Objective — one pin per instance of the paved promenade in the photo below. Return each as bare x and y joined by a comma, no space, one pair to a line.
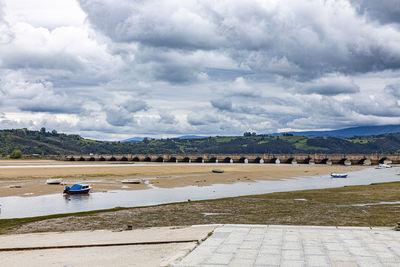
142,247
246,245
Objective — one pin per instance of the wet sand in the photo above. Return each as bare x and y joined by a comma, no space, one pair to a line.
108,177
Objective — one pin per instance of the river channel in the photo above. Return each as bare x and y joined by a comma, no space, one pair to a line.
18,207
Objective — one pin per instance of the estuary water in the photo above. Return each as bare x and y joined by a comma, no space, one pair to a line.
18,207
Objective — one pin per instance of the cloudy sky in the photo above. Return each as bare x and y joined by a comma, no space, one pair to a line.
113,69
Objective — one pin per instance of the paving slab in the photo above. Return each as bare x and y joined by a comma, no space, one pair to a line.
161,250
279,245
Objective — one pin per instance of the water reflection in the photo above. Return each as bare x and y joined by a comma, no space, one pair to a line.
13,207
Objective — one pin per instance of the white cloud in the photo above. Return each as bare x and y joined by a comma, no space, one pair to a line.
123,68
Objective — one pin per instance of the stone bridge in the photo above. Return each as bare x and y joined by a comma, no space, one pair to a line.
350,159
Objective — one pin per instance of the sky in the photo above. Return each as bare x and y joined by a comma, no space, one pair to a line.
115,69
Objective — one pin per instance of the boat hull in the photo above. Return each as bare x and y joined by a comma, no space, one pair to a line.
74,192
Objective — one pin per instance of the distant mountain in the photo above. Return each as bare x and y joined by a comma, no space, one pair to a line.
192,137
350,132
140,139
49,143
133,139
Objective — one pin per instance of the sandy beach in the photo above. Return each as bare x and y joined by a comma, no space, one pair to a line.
32,175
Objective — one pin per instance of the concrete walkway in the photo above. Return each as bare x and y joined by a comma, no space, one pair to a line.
144,247
247,245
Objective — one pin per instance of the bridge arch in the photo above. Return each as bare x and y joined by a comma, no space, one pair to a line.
275,160
213,160
258,160
228,160
243,160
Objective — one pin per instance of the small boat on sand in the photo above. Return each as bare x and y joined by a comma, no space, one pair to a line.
383,166
131,181
54,181
339,175
77,189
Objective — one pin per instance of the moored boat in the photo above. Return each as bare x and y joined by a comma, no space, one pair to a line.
131,181
77,189
339,175
383,166
54,181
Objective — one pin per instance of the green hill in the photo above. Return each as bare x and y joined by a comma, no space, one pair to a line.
53,143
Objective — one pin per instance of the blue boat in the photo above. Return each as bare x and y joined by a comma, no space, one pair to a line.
339,175
77,189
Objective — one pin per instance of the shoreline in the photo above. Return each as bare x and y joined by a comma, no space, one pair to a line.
108,176
306,207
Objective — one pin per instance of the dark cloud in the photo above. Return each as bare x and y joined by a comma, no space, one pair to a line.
222,104
330,85
385,11
200,67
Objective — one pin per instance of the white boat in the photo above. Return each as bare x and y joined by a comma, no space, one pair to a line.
131,181
54,181
339,175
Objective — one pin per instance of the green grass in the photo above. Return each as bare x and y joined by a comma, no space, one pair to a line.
302,145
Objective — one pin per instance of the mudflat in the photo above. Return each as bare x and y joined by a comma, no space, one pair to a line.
31,175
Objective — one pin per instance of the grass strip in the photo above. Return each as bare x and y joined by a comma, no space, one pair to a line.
333,206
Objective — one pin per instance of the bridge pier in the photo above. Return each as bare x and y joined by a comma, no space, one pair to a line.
328,159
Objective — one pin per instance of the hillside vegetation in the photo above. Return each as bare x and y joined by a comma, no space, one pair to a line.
53,143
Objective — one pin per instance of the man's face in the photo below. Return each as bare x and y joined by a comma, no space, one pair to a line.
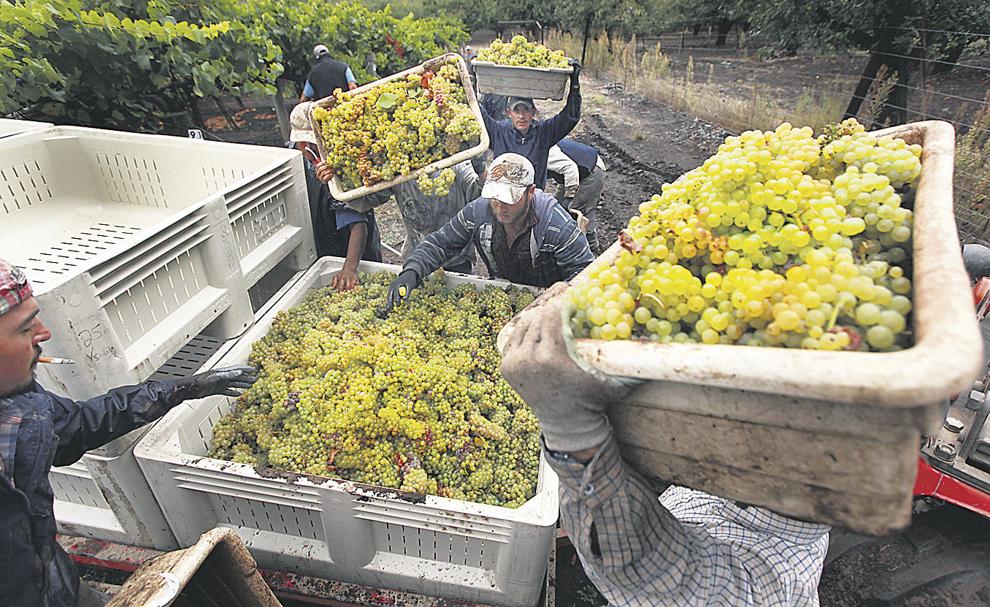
521,116
510,213
21,333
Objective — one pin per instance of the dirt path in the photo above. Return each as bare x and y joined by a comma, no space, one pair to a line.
643,144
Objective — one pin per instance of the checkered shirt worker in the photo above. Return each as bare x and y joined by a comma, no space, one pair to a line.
39,429
687,548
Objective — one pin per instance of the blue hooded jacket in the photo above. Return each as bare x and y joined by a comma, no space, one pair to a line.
39,429
558,249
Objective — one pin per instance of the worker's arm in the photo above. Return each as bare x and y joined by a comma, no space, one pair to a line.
491,122
443,245
85,425
559,162
346,279
633,547
571,250
559,126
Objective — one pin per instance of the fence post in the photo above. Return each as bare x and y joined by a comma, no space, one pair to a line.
278,100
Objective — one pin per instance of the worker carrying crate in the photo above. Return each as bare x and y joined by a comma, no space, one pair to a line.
39,429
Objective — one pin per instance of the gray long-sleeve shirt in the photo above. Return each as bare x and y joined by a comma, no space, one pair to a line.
424,214
686,549
558,250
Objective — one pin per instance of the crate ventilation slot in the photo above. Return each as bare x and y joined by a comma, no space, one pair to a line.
132,180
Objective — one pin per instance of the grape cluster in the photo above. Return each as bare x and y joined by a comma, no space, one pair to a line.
413,402
522,52
397,127
779,239
439,185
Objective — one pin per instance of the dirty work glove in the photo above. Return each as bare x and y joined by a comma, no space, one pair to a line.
576,66
401,288
569,399
228,381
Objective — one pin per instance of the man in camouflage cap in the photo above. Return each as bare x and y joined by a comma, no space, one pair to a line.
39,429
522,234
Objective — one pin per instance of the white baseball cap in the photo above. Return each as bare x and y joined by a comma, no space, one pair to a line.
508,177
302,130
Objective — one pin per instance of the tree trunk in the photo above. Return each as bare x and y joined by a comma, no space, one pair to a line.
724,26
587,32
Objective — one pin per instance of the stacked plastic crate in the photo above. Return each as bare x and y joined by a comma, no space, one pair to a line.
342,530
137,245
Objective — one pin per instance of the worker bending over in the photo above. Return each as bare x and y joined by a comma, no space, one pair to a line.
686,549
521,233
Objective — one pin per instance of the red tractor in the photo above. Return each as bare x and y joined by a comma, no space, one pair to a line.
943,558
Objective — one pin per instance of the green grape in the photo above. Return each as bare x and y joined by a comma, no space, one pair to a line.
414,402
397,127
779,239
521,52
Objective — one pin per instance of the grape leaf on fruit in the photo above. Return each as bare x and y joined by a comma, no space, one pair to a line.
387,101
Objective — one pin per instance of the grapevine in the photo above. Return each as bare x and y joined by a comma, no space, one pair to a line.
521,52
779,239
413,402
397,127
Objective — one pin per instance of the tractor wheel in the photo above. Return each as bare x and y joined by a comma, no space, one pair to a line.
943,558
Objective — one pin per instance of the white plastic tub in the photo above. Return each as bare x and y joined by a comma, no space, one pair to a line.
518,81
137,243
339,529
831,437
337,191
10,127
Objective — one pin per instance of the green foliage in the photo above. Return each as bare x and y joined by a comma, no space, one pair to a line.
352,32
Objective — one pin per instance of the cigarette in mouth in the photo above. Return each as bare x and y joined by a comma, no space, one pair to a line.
56,361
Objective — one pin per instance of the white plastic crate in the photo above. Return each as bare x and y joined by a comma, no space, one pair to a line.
10,127
105,495
137,243
339,529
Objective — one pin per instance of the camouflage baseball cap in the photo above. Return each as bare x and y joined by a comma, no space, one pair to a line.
508,177
14,287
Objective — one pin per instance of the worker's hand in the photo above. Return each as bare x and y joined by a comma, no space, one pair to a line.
324,172
569,400
345,280
576,66
228,381
401,288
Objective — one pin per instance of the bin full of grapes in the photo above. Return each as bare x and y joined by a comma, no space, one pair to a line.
520,68
405,126
798,310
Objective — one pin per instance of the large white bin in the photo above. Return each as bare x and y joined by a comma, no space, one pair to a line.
342,530
135,244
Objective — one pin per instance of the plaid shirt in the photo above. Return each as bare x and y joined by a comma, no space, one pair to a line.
14,287
688,548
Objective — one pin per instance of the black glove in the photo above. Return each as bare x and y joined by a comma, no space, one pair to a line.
576,66
401,288
228,381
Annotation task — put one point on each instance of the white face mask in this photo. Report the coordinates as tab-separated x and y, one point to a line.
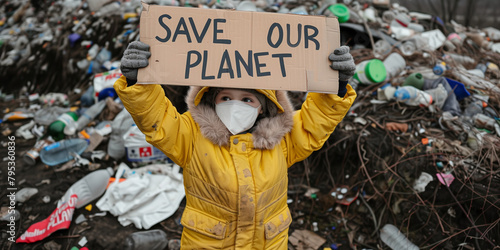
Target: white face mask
236	115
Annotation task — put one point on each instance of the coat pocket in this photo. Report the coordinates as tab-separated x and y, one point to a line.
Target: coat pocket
278	223
204	223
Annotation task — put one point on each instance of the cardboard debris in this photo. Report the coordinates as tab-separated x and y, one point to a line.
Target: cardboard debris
305	239
239	49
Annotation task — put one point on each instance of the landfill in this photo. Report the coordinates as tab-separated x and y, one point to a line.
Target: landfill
414	164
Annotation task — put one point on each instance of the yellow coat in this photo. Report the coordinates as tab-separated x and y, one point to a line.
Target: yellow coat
236	185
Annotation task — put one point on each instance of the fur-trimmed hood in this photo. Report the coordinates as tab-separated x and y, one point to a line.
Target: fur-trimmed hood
268	132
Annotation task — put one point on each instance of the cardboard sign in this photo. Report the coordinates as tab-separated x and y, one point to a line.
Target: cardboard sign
239	49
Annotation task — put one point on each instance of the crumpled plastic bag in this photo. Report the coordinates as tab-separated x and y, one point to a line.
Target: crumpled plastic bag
144	198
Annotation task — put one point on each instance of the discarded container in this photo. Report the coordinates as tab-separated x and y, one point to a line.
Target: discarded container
393	238
341	11
33	154
87	99
25	194
413	96
48	115
439	68
138	149
16	116
122	122
64	125
90	114
107	92
370	72
439	95
415	79
89	188
382	48
458	88
475	107
394	64
61	151
484	121
151	240
459	59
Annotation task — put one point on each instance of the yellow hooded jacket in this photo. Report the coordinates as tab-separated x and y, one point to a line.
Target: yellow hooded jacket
236	185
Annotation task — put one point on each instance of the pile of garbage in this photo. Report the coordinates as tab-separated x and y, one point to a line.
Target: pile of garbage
414	164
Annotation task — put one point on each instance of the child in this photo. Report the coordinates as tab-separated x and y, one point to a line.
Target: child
235	146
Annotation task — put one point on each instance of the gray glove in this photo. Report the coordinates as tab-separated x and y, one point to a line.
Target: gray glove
343	62
135	56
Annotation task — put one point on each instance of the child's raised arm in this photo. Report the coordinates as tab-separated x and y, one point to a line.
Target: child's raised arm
321	113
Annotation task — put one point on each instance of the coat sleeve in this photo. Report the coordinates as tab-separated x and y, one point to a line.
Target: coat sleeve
158	119
315	122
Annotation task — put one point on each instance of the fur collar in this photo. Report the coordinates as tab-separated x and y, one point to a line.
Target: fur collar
268	132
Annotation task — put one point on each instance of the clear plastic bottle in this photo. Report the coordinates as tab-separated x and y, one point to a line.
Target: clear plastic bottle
440	68
394	65
413	96
61	151
33	154
90	114
152	240
475	107
63	126
122	122
393	238
88	188
415	79
439	95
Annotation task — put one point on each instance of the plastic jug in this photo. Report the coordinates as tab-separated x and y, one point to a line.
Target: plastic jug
394	65
88	188
64	125
152	240
415	79
61	151
413	96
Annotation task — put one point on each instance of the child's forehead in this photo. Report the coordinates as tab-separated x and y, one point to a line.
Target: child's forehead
235	91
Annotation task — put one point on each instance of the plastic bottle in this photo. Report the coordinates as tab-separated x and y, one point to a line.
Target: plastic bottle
484	121
439	68
340	11
33	154
413	96
370	72
107	92
122	122
90	114
415	79
88	188
394	65
482	67
87	99
61	151
393	238
439	95
382	48
48	115
388	16
153	240
58	130
475	107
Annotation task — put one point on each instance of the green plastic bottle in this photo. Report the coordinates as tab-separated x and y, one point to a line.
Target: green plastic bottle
416	80
56	128
370	72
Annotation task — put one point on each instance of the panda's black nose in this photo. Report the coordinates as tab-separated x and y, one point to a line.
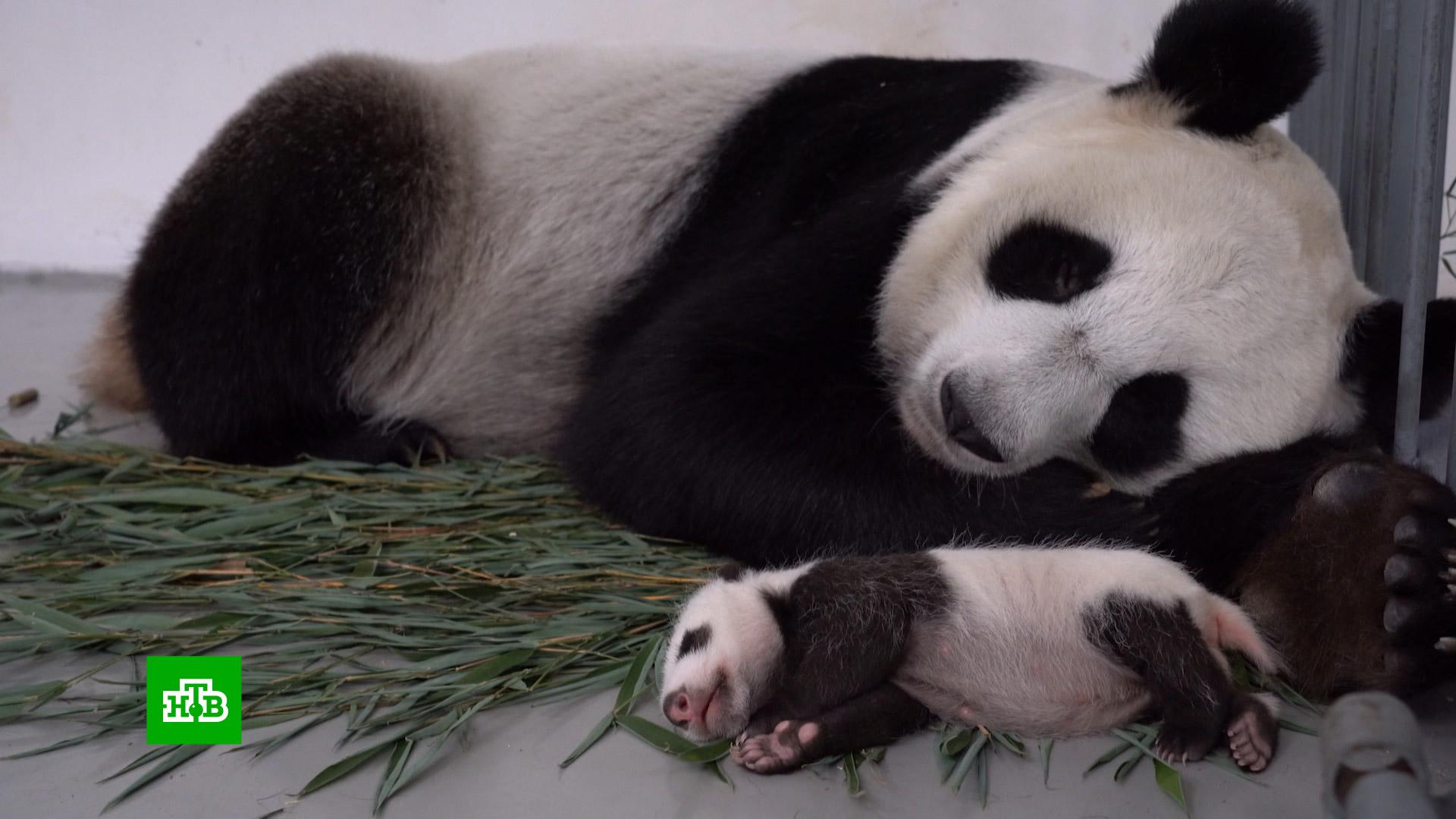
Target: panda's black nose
962	428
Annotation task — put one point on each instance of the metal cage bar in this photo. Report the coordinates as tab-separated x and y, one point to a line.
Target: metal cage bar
1375	121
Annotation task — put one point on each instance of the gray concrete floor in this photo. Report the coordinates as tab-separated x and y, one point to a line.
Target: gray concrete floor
507	767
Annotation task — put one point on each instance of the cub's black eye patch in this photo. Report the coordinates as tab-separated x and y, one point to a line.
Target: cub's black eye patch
693	640
1142	426
1046	262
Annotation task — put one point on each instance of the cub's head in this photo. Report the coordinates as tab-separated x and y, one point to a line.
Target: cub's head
1139	278
724	657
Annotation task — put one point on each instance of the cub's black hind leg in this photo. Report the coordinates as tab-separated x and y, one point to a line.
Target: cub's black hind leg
1253	732
878	717
405	444
281	254
1165	648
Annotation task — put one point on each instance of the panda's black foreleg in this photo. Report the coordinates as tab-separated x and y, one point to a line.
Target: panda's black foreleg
1163	645
877	717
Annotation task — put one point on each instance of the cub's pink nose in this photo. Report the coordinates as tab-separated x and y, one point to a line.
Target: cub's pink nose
679	708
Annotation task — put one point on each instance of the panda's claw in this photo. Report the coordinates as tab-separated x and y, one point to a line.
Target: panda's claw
778	751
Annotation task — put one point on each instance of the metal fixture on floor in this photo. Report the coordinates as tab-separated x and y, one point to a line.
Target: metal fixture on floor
1373	763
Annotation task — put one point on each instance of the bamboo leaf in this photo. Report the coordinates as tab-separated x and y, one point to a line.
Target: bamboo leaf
347	765
1128	767
1117	751
596	733
851	765
963	765
177	757
1046	761
49	618
1171	783
655	735
710	752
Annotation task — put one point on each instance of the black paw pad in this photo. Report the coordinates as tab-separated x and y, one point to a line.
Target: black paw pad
1421	577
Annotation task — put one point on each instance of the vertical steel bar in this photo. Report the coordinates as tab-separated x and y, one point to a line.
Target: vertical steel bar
1378	129
1427	30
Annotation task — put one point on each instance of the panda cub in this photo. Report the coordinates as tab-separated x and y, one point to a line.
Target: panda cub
854	651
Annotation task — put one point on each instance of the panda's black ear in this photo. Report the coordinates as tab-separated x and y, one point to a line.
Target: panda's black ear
1234	64
1373	359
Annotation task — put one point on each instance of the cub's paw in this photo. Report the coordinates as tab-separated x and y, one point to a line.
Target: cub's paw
778	751
1253	733
1185	741
1360	589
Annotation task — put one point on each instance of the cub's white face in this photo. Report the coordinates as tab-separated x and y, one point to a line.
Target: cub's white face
723	654
1101	284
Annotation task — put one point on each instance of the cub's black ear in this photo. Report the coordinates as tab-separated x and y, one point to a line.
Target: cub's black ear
731	572
1373	359
1234	64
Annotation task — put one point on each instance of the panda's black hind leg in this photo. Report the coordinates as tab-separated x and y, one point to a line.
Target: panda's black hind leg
1165	648
287	253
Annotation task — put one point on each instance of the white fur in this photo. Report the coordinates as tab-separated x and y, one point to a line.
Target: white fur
574	165
565	152
1014	654
1231	267
1011	651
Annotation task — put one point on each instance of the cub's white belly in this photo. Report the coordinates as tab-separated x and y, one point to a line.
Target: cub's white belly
1022	678
1012	653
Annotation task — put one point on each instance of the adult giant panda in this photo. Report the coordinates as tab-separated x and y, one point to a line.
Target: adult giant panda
788	306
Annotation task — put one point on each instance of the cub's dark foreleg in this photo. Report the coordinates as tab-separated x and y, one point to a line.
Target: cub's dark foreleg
283	249
878	717
845	629
1168	651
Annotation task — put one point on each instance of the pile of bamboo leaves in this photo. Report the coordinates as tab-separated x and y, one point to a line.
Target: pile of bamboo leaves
402	599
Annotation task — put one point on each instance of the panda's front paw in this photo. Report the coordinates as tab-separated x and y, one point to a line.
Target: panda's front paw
1185	741
1357	591
783	749
1420	577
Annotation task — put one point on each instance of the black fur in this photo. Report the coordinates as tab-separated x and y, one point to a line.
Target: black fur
1047	262
1144	425
737	398
877	717
695	640
846	624
1373	354
1168	651
1235	64
273	259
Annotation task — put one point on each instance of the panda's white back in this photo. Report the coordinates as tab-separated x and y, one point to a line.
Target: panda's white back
577	165
1014	651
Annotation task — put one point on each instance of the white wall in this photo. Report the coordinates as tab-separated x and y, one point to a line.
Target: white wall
102	104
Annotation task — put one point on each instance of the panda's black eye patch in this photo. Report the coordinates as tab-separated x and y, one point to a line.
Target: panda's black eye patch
1142	426
1046	262
693	640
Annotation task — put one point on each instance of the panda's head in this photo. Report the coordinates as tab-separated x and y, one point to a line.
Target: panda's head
1141	278
726	654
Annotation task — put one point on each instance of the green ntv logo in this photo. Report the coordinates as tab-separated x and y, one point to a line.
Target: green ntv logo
194	700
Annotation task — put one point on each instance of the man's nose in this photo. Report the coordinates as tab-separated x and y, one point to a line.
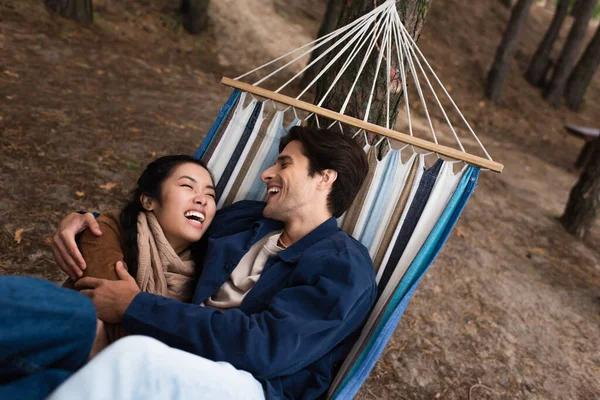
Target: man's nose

#### Description of the task:
Pictures are not part of the copy; reproduce exactly and only the lines from the line containing "the panda's white" through the end of the listing.

#### The completed task:
Annotation task — put one point on each instance of the panda's white back in this photo. Report the coordinates as tab-separated x and y, one point to a line.
Target: panda's white back
577	165
1014	651
Annotation task — put one point on each instance of the white wall in this photo. Report the coordinates as tab-separated x and y, one point to a line.
Target: white wall
102	104
Annotation task — put one point on each instance of the panda's black eye patch in this photo. Report the coordinates as tab-separated x and y, one point to a line.
Target: panda's black eye patch
1142	426
1046	262
693	640
Annotation task — put one point on each instance of the panda's head in this photo. Report the coordinates as tab-separated x and y, one point to a line.
Target: panda's head
1141	278
726	654
Annotation task — put one point on each instance of the green ntv logo in this photo. Report the coordinates as tab-separated x and y, one point to a line.
Target: green ntv logo
194	700
Annotation task — put one point on each instance of the man's nose in this photo. Report the coordinates as tab-separated x and y, one point to a line.
Target: man's nose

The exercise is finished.